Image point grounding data
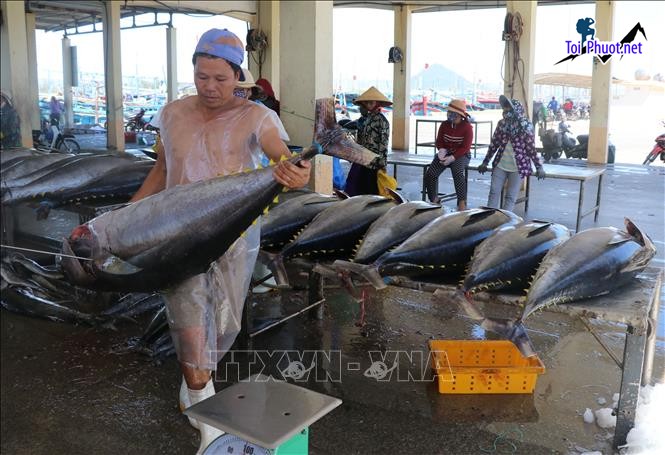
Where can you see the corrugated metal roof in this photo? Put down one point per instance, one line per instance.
(53, 15)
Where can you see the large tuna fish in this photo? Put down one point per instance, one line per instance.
(28, 164)
(283, 222)
(337, 230)
(28, 177)
(443, 246)
(510, 256)
(593, 262)
(73, 174)
(160, 240)
(395, 226)
(120, 182)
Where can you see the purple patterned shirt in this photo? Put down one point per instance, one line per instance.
(524, 147)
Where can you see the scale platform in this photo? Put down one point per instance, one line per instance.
(263, 411)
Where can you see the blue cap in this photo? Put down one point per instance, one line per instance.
(222, 44)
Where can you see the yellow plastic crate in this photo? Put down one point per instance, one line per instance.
(484, 366)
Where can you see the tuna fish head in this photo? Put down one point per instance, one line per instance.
(591, 263)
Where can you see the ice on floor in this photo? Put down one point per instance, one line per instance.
(647, 437)
(605, 419)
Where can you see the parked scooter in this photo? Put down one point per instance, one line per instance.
(658, 150)
(50, 139)
(555, 143)
(137, 122)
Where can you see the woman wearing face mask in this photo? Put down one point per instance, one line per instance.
(453, 145)
(373, 133)
(514, 145)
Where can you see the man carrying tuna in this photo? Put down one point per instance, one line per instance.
(203, 136)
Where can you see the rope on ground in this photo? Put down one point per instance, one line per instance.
(503, 438)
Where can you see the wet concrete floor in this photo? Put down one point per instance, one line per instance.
(63, 391)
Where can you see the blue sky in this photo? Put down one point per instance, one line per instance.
(465, 41)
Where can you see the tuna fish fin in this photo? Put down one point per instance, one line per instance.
(396, 196)
(113, 265)
(426, 207)
(382, 200)
(341, 194)
(641, 258)
(619, 237)
(464, 301)
(479, 215)
(637, 234)
(319, 200)
(543, 227)
(513, 331)
(275, 263)
(72, 267)
(369, 272)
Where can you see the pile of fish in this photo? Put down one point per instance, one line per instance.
(487, 249)
(57, 179)
(34, 290)
(160, 240)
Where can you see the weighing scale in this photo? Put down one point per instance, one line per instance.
(262, 416)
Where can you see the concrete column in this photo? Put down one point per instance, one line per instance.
(32, 68)
(519, 85)
(268, 23)
(67, 81)
(601, 81)
(171, 64)
(15, 78)
(115, 136)
(401, 133)
(306, 74)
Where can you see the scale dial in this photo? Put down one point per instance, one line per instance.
(229, 444)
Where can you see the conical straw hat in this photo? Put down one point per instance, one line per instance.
(372, 94)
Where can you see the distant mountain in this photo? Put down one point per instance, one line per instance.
(438, 77)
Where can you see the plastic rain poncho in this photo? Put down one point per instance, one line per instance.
(205, 311)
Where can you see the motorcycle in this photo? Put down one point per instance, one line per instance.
(555, 143)
(137, 122)
(657, 151)
(50, 139)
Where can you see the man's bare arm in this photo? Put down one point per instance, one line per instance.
(287, 174)
(156, 179)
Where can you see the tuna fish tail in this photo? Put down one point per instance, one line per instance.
(275, 262)
(44, 209)
(645, 254)
(367, 271)
(513, 331)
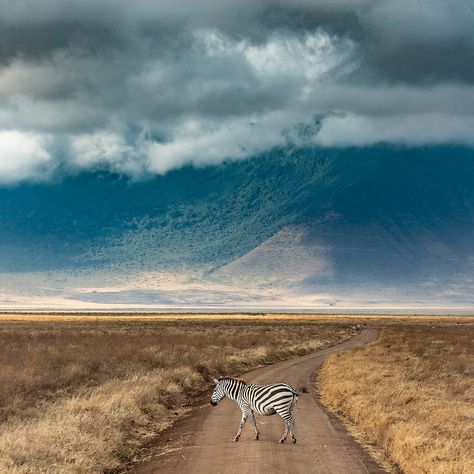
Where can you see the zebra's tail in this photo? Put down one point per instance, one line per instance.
(300, 391)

Work instructions:
For this exercise, output the records exactly but omit their pictures.

Output for this task:
Where can you see the corrugated metal roof in this photo? Put down one point per instance, one line per instance.
(53, 15)
Where can you see the large tuna fish in this photo? Put down one point per instance, one line per instance.
(28, 164)
(283, 222)
(337, 230)
(28, 177)
(443, 246)
(510, 256)
(593, 262)
(73, 174)
(160, 240)
(395, 226)
(120, 182)
Where can you see the purple patterned shirt in this photo? Put down one point per instance, one line per instance.
(524, 147)
Where can you see the scale platform in this photo? Put down one point per instance, one line per instance.
(263, 411)
Where can you see the blue cap in this photo? Put down one point per instance, one line per instance.
(222, 44)
Where can you see the yellow plastic crate in this photo? Put down one point per instance, one line per instance.
(484, 366)
Where can you see the tuna fish head in this photo? Put down one point per instance, one line per instance.
(591, 263)
Where can you see the ice on floor in this photo? Put down one point per instance, one line per instance.
(647, 437)
(605, 419)
Where can you see the parked scooter in this photo? Put down one point per instance, one line per instance.
(658, 150)
(50, 139)
(555, 143)
(137, 122)
Where can you see the woman wearing face mask in this photo? Put down one point per instance, one line per instance.
(453, 145)
(373, 133)
(514, 145)
Where can you see the man carrying tuna in this photo? Put down one point per instance, one line per instance.
(203, 136)
Where can you see the rope on ground in this photo? Put down one point per instance, one line per instance.
(503, 438)
Where can you see the wet concrete floor in this photo? Put down one point per instance, one line per instance.
(63, 391)
Where can you see the blue sky in this photo? Put down one point per instance, one line per instance.
(465, 41)
Where can you see the tuna fish fin in this photo? Put down one point per instance, one line per instance.
(396, 196)
(113, 265)
(426, 207)
(382, 200)
(341, 194)
(641, 258)
(619, 237)
(464, 301)
(479, 215)
(637, 234)
(319, 200)
(543, 227)
(513, 331)
(275, 263)
(72, 267)
(369, 272)
Where can you see the pile of fish in this photo? Put down one point per instance, one line per instance.
(487, 249)
(57, 179)
(34, 290)
(160, 240)
Where can you see the weighing scale in this photo? Put down one point per instance, one line per instance.
(262, 416)
Where can you see the concrete column in this photo? Put down one point per instance, one line per instance.
(32, 68)
(519, 85)
(268, 23)
(67, 81)
(601, 81)
(171, 64)
(15, 78)
(115, 136)
(401, 133)
(306, 74)
Where can you see the scale dial in this photo? Put down one point per instance, one line per instance.
(229, 444)
Where can you see the conical straw hat in this photo? Put down one point per instance, one line per instance.
(372, 94)
Where can you see the distant mountain in this photo? Put down one point per instance, one line per instance.
(438, 77)
Where can you see the plastic rain poncho in this photo? Put down one point per instance, one line per instance.
(205, 311)
Where can you see the motorcycle in this photo? Put down one point per instance, one line per instance.
(555, 143)
(137, 122)
(657, 151)
(50, 139)
Where can you see the man's bare arm in this photo? Put down one point per instance, one line per instance.
(287, 174)
(156, 179)
Where can you see the tuna fish tail in this photo? Put down one point per instance, one line per instance.
(275, 262)
(44, 209)
(645, 254)
(367, 271)
(513, 331)
Where can you see the zebra's tail in this photo? Put down one point per instance, one line per instance.
(300, 391)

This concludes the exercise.